EXERCISE DESCRIPTION: Return every record exactly as written.

>>>

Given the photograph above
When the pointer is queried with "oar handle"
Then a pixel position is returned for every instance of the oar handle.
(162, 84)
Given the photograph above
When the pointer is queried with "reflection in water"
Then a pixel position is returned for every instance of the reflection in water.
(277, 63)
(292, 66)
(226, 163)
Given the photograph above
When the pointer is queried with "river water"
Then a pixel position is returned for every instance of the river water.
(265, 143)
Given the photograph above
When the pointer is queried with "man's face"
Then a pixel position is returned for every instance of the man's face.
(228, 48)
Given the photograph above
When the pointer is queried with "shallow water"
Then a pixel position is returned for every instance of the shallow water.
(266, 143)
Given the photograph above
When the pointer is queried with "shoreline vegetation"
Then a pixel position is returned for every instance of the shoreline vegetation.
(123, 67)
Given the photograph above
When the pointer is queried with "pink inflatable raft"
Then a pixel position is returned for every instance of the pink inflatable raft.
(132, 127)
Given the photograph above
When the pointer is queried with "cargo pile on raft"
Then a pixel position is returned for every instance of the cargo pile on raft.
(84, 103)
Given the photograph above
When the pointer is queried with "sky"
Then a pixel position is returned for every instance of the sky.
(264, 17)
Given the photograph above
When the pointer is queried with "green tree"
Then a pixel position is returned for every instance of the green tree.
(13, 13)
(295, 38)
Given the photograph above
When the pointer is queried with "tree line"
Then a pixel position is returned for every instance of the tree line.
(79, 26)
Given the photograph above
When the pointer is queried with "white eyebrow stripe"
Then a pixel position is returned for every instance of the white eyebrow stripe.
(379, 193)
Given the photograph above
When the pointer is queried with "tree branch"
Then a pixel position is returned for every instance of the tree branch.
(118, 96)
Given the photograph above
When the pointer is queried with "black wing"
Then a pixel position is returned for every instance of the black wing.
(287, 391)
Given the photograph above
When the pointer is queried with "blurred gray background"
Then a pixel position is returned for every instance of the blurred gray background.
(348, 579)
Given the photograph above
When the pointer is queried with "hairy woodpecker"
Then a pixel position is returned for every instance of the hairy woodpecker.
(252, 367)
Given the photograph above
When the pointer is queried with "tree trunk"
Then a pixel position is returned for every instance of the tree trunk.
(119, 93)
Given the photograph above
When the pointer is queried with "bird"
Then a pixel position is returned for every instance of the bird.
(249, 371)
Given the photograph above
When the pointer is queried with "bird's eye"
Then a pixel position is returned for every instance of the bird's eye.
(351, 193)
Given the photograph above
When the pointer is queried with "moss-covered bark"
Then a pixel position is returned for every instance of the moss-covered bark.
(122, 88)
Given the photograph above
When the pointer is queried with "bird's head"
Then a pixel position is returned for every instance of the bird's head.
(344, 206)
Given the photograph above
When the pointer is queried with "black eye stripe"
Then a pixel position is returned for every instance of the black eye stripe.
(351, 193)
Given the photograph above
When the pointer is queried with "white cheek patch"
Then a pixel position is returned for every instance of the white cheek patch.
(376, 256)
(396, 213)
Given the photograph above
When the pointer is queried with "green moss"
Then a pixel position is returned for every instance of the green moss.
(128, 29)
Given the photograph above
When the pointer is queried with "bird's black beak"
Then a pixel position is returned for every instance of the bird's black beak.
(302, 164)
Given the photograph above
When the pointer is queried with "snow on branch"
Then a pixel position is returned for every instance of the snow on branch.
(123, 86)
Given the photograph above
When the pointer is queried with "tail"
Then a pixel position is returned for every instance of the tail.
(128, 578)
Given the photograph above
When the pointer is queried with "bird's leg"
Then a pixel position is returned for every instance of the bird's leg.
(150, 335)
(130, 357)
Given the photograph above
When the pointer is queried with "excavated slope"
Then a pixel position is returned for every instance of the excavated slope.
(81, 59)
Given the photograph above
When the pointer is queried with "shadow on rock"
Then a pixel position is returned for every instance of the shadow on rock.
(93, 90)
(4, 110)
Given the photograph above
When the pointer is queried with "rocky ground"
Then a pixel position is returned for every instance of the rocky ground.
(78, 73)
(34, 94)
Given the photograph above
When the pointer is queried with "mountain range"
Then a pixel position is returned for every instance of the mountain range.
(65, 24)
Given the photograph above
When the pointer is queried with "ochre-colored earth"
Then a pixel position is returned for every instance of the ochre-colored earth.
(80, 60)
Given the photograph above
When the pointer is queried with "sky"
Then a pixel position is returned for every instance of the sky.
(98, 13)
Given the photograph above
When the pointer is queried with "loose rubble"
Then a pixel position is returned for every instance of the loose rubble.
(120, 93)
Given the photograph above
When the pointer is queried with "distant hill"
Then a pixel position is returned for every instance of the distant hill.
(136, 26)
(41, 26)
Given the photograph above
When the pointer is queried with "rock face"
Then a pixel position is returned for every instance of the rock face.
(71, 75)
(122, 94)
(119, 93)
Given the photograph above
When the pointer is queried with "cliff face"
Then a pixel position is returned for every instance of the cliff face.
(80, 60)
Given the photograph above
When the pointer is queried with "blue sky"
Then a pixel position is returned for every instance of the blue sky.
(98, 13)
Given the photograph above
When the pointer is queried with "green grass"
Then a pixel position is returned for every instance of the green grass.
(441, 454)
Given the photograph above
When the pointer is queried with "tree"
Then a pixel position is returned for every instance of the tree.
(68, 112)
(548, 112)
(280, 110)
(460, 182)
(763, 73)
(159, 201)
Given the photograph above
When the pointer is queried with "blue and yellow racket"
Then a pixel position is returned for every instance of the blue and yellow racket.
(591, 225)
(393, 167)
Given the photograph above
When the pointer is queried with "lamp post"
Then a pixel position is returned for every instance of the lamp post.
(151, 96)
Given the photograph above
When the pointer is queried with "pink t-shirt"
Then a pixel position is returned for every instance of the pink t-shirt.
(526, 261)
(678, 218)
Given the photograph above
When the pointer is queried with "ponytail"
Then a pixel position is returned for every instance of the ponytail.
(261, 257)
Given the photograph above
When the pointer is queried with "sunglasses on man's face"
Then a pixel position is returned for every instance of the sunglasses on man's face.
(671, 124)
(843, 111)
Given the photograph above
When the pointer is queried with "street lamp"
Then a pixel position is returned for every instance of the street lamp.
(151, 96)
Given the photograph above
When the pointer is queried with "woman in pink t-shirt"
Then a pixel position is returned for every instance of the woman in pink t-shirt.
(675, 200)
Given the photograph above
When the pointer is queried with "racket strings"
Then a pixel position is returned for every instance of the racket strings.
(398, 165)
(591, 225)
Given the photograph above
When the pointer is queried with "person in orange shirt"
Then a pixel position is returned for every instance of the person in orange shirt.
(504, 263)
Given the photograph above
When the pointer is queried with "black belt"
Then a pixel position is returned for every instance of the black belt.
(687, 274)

<<<

OUTPUT:
Given the photograph above
When the pointer is queried with "oar handle"
Then a pixel position is returned for every instance of the oar handle.
(162, 84)
Given the photograph above
When the pointer is queried with "reflection in water"
Then a pixel position is returned for every instance of the reflection in water.
(277, 63)
(292, 66)
(226, 163)
Given the photograph above
When the pointer is queried with "river water"
Then a pixel position is returned for every instance of the river water.
(265, 143)
Given the photograph above
When the pointer is queried with "man's face"
Then a pixel position is returned for every instance of the man's face.
(228, 48)
Given the photograph above
When the pointer is queried with "shallow water"
Then a pixel position is returned for every instance of the shallow water.
(266, 143)
Given the photograph above
When the pointer is queried with "shoreline vegetation"
Then a pixel position is returned for every instance of the shoreline vegetation.
(123, 67)
Given the photograph above
When the pointer is queried with "pink inflatable raft"
Then a pixel position is returned for every instance of the pink inflatable raft.
(132, 127)
Given the photograph above
When the pointer is queried with "cargo pile on raft"
Then a pixel position is returned for every instance of the cargo pile on raft.
(84, 103)
Given the photograph above
When the pointer is queried with "sky"
Then a pixel position is returned for every instance of the sky.
(264, 17)
Given the photograph above
When the pointer is queried with "green tree"
Then a pixel position is returned for every instance of the green tree.
(13, 13)
(295, 38)
Given the photograph above
When the pointer is queried with "tree line"
Then a pixel position is returned for every instance of the tree line.
(79, 26)
Given the photograph above
When the pointer is queried with "white eyebrow stripe"
Then a pixel position is returned for every instance of the white eyebrow stripe.
(379, 193)
Given the photograph above
When the pointer is queried with "tree branch"
Then a pixel position is returned for every instance of the tree branch.
(118, 96)
Given the photograph above
When the pointer is queried with "black wing"
Then a pixel position is returned for every instance of the black wing.
(287, 391)
Given the photograph above
When the pointer is queried with "blurred gray background"
Then a pixel position is returned for every instance of the blurred gray background.
(348, 579)
Given the photograph above
When the pointer is queried with "hairy woodpecker"
Then a pixel position is returned for every instance of the hairy woodpecker.
(252, 367)
Given the photograph above
When the pointer is queried with "tree trunk"
Then a pixel position is returned for every instance of the tree trunk.
(119, 93)
Given the photograph above
When the pointer is queried with "bird"
Then a pixel position is returned for every instance of the bird.
(249, 371)
Given the photograph above
When the pointer is queried with "bird's eye"
Then a pixel position is returned for every instance of the bird's eye.
(351, 193)
Given the photograph above
When the pointer is queried with "moss-covered bark"
Then a pixel position is returned for every instance of the moss-covered bark.
(122, 88)
Given the photograph above
When the pointer is queried with "bird's head"
Then a pixel position is returned for every instance of the bird's head.
(344, 206)
Given the photograph above
When the pointer is queried with "black eye stripe"
Then a pixel position is returned for every instance of the black eye stripe.
(351, 193)
Given the photograph above
When the pointer is queried with "white cheek patch"
Then a pixel position is returned for every instance of the white cheek patch.
(376, 256)
(396, 213)
Given the photograph above
When the pointer is queried with "green moss"
Then a pixel position is returned for every instance of the green moss.
(128, 29)
Given the photograph above
When the pointer is queried with "bird's black beak"
Then a pixel position is returned for every instance of the bird's black beak.
(302, 164)
Given the photograph above
When the pointer is queried with "snow on branch"
Then a pixel position is returned for every instance of the snow on branch.
(123, 86)
Given the photograph above
When the pointer is queried with "tail"
Then a pixel position is returned for every instance of the tail.
(128, 578)
Given the photograph above
When the pointer is queried with "bird's leg"
Then a pixel position is returned for every instance of the bird's leg.
(150, 335)
(130, 357)
Given the photograph above
When the pointer is queried with "excavated slope"
Then a pixel position is returned for every instance of the excavated slope.
(81, 59)
Given the photograph above
When the pointer is queried with "shadow on rock"
Then a pixel position is returned for every instance of the shadow on rock.
(93, 90)
(4, 110)
Given the photograph above
When the pointer is queried with "rocky ground"
Then a pixel position is returned for every instance of the rocky ground.
(78, 73)
(34, 94)
Given the photograph above
When the pointer is queried with "mountain range"
Then a pixel position is returned for every instance of the mountain range.
(65, 24)
Given the photograph above
When the pointer is queried with "ochre-colored earth"
Then a pixel position is returned for every instance of the ochre-colored earth.
(80, 60)
Given the photograph above
When the pointer is queried with "sky"
Then a pixel position is returned for every instance of the sky.
(98, 13)
Given the photograph above
When the pointer is queried with "loose rubble"
Then a pixel position is returned for every instance of the loose rubble.
(120, 93)
Given the photograph above
When the pointer is queried with "distant hill"
Then a pixel position is returned for every instance of the distant hill.
(136, 26)
(41, 26)
Given the photograph above
When the pointer is queried with "rock face"
Then a pixel position is returned for every instance of the rock face.
(71, 75)
(122, 94)
(119, 93)
Given the photograph above
When the pointer is queried with "cliff face"
Then a pixel position is returned for every instance of the cliff face.
(80, 60)
Given the photograph above
When the pointer is queried with "blue sky"
Then a pixel position is returned for every instance of the blue sky.
(98, 13)
Given the photograph above
When the pointer is queried with "green grass"
Then a pixel position is returned for every instance of the green grass.
(441, 454)
Given the photograph above
When the pointer is queried with "tree"
Then a pixel position is returned for every instance of the tree.
(68, 112)
(548, 112)
(280, 110)
(460, 182)
(763, 73)
(159, 201)
Given the photograph above
When the pointer is queried with "blue and yellow racket"
Then a pixel position is returned for every instance of the blue and yellow racket.
(591, 225)
(393, 167)
Given the photograph above
When the pointer is queried with "lamp post"
Then a pixel position is returned for every instance of the lamp post.
(151, 96)
Given the photograph above
When the pointer is queried with "pink t-shirt"
Then a pixel position is returned for every instance of the pink t-shirt.
(526, 261)
(678, 218)
Given the photograph above
When the pointer is queried with "ponytail"
Then a pixel position is returned for every instance of the ponytail.
(261, 257)
Given the photograph above
When the pointer is queried with "sunglasses on man's face"
Then a pixel position is returned for every instance of the sunglasses on man's face.
(671, 124)
(843, 111)
Given the photograph above
When the pointer is queried with "street lamp"
Then a pixel position is returned for every instance of the street lamp.
(151, 96)
Given the photograph above
When the pointer is queried with "woman in pink t-shirt"
Then a pixel position is returned for every instance of the woman in pink t-shirt.
(675, 200)
Given the photograph above
When the pointer is queried with "racket strings"
Then a pixel position is returned for every instance of the racket strings.
(398, 165)
(591, 225)
Given the photograph above
When the pointer is queried with "person in orange shirt"
Then a pixel position is returned for every instance of the person in orange shirt.
(504, 263)
Given the photograph above
When the pointer is queried with "black belt"
Then a pixel position is returned for every instance of the black belt.
(687, 274)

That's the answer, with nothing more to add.